### Exercise brief
Could you arrange the listing below as a numbered list, leaving out any blank lines?

## start Information supplied

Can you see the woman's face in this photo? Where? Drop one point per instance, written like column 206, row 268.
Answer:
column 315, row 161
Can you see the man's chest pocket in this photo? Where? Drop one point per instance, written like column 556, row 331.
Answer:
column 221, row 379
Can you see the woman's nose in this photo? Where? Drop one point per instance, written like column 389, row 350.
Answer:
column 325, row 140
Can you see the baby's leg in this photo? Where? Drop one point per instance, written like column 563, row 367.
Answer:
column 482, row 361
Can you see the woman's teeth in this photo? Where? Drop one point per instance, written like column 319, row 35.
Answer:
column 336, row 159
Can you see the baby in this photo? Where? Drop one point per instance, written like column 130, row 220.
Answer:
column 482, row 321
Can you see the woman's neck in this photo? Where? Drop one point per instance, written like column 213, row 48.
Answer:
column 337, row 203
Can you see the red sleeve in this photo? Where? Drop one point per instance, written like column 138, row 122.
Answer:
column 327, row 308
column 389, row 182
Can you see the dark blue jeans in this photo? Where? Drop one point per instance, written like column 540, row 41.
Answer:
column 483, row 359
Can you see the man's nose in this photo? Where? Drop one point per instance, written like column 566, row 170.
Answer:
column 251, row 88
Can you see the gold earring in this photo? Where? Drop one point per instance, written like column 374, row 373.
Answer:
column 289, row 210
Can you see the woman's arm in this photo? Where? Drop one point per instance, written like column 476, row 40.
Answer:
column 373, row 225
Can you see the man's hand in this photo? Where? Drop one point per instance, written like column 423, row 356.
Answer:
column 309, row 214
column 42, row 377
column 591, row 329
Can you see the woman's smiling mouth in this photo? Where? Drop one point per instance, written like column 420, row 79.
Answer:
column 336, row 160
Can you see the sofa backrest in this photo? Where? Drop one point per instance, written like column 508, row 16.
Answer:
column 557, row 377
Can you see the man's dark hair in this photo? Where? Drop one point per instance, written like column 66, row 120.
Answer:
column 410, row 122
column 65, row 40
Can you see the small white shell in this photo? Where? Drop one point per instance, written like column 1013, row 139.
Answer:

## end Information supplied

### The reply
1. Can you see the woman's face in this photo? Where? Drop one point per instance, written like column 206, row 268.
2. Answer:
3. column 315, row 161
4. Can you see the man's chest pocket in this photo? Where? Drop one point per instance, written like column 556, row 331.
5. Answer:
6. column 221, row 379
7. Can you see the woman's nose in this photo? Where? Drop one point per instance, written like column 389, row 350.
8. Answer:
9. column 325, row 140
10. Can you see the baby's leg in this photo? Where? Drop one point per instance, written like column 563, row 367.
11. Answer:
12. column 482, row 361
13. Can you see the woman's teeth in this photo? Where? Drop one point per instance, written like column 319, row 35.
14. Answer:
15. column 336, row 159
16. Can you see the baby in this photo? Where? Drop one point per instance, written like column 130, row 220.
17. Answer:
18. column 482, row 321
19. Can you see the woman's neck in this photo? Where? Drop one point per instance, written like column 213, row 48.
20. Answer:
21. column 337, row 203
22. Can you see the red sleeve in this photo? Where? Drop one point per instance, written like column 138, row 122.
23. Answer:
24. column 327, row 308
25. column 389, row 182
26. Can you see the dark blue jeans in this photo? Where? Drop one point per instance, written like column 540, row 41.
27. Answer:
28. column 483, row 359
29. Can you see the man's nose in this photo? Where? Drop one point per instance, written like column 566, row 170.
30. Answer:
31. column 251, row 88
32. Can you see the gold earring in this photo? Where? Drop one point per instance, written like column 374, row 373.
33. Answer:
34. column 289, row 210
35. Can you see the woman's arm in this photo? Where? Drop one point per instance, written like column 476, row 40.
36. Answer:
37. column 373, row 225
38. Can you see the man's hand in this photo? Where? Drop one point per instance, written like column 423, row 356.
39. Answer:
40. column 309, row 214
41. column 42, row 377
42. column 591, row 329
43. Can you see the woman's smiling mouth in this photo? Where? Drop one point per instance, written like column 420, row 79.
44. Answer:
45. column 336, row 160
46. Can you see the sofa backrest in this photo? Where? Drop one point per instance, written like column 508, row 16.
47. Answer:
48. column 557, row 377
49. Can you see the man's dark hair in this photo? Where? Drop one point per instance, written like column 66, row 120.
50. Answer:
51. column 410, row 122
52. column 65, row 40
53. Can you see the small white shell in this photo? Where? Drop one point per instance, written like column 1013, row 139.
54. Answer:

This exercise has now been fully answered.